- Required task
Reproduce each line exactly.
>> begin
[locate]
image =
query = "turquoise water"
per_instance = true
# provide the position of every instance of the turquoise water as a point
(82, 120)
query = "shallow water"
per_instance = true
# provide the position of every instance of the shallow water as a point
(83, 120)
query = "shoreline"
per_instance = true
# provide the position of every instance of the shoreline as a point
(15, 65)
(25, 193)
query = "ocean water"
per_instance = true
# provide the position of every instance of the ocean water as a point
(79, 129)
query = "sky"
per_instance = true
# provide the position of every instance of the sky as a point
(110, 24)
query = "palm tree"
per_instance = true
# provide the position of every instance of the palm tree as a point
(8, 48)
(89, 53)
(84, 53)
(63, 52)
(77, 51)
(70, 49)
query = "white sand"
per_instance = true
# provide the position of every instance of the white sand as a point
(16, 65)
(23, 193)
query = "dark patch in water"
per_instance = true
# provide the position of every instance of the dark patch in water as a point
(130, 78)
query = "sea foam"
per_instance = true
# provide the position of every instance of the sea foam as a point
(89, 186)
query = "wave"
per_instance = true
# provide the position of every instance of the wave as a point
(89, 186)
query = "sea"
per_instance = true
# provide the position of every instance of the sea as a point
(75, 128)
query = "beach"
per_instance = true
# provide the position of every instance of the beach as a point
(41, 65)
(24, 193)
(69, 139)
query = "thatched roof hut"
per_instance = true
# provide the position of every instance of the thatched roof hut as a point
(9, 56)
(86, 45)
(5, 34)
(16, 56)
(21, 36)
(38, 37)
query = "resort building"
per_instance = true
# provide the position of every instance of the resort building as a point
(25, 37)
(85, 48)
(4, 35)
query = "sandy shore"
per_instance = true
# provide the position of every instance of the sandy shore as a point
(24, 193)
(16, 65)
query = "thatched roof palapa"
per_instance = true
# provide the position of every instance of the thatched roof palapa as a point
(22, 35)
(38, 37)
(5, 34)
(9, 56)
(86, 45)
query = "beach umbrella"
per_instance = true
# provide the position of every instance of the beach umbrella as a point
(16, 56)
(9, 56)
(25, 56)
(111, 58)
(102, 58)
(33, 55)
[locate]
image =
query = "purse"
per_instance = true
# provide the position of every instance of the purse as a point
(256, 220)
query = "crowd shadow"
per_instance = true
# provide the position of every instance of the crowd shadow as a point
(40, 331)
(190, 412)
>> end
- The output
[locate]
image =
query = "turquoise water"
per_instance = true
# provide the position of every instance of the turquoise water as a point
(82, 120)
query = "shallow water"
per_instance = true
# provide the position of every instance of the shallow water as a point
(83, 120)
query = "shoreline"
per_instance = true
# provide the position of every instance of the shoreline as a point
(15, 65)
(25, 193)
query = "ocean water"
per_instance = true
# provide the position of every instance of the ocean water as a point
(79, 129)
query = "sky"
per_instance = true
# provide the position of every instance of the sky as a point
(110, 24)
query = "palm tree"
per_instance = true
# provide the position of every instance of the palm tree as a point
(8, 48)
(89, 53)
(84, 53)
(63, 52)
(77, 51)
(70, 49)
query = "white sand"
per_instance = true
# provide the position of every instance of the white sand as a point
(16, 65)
(23, 193)
query = "dark patch in water"
per_instance = true
# provide the position of every instance of the dark patch in water as a point
(130, 78)
query = "sea foam"
per_instance = true
# provide the position of every instance of the sea foam as a point
(89, 186)
query = "wave"
per_instance = true
# provide the position of every instance of the wave as a point
(89, 186)
query = "sea"
per_instance = true
# provide the position of every instance of the sea as a point
(75, 128)
query = "beach"
per_instance = true
# provide the position of every instance of the beach as a point
(41, 65)
(24, 193)
(69, 139)
query = "thatched roof hut"
per_instance = true
# provide the position of every instance of the thatched roof hut as a point
(9, 56)
(86, 45)
(5, 34)
(16, 56)
(21, 36)
(38, 37)
query = "resort building"
per_instance = true
# provide the position of every instance of the resort building as a point
(25, 37)
(85, 48)
(4, 35)
query = "sandy shore"
per_instance = true
# provide the position of every instance of the sandy shore as a point
(24, 193)
(16, 65)
query = "thatched roof palapa"
per_instance = true
# provide the position of every instance of the thatched roof palapa as a point
(22, 35)
(38, 37)
(5, 34)
(9, 56)
(86, 45)
query = "beach umbrella"
per_instance = true
# provide the position of every instance of the beach umbrella as a point
(16, 56)
(9, 56)
(25, 56)
(111, 58)
(102, 58)
(33, 55)
[locate]
image =
query = "purse"
per_instance = true
# provide the position of every instance of the purse as a point
(256, 220)
query = "crowd shadow"
per_instance = true
# provide the position of every instance of the crowd shadow as a point
(40, 331)
(190, 412)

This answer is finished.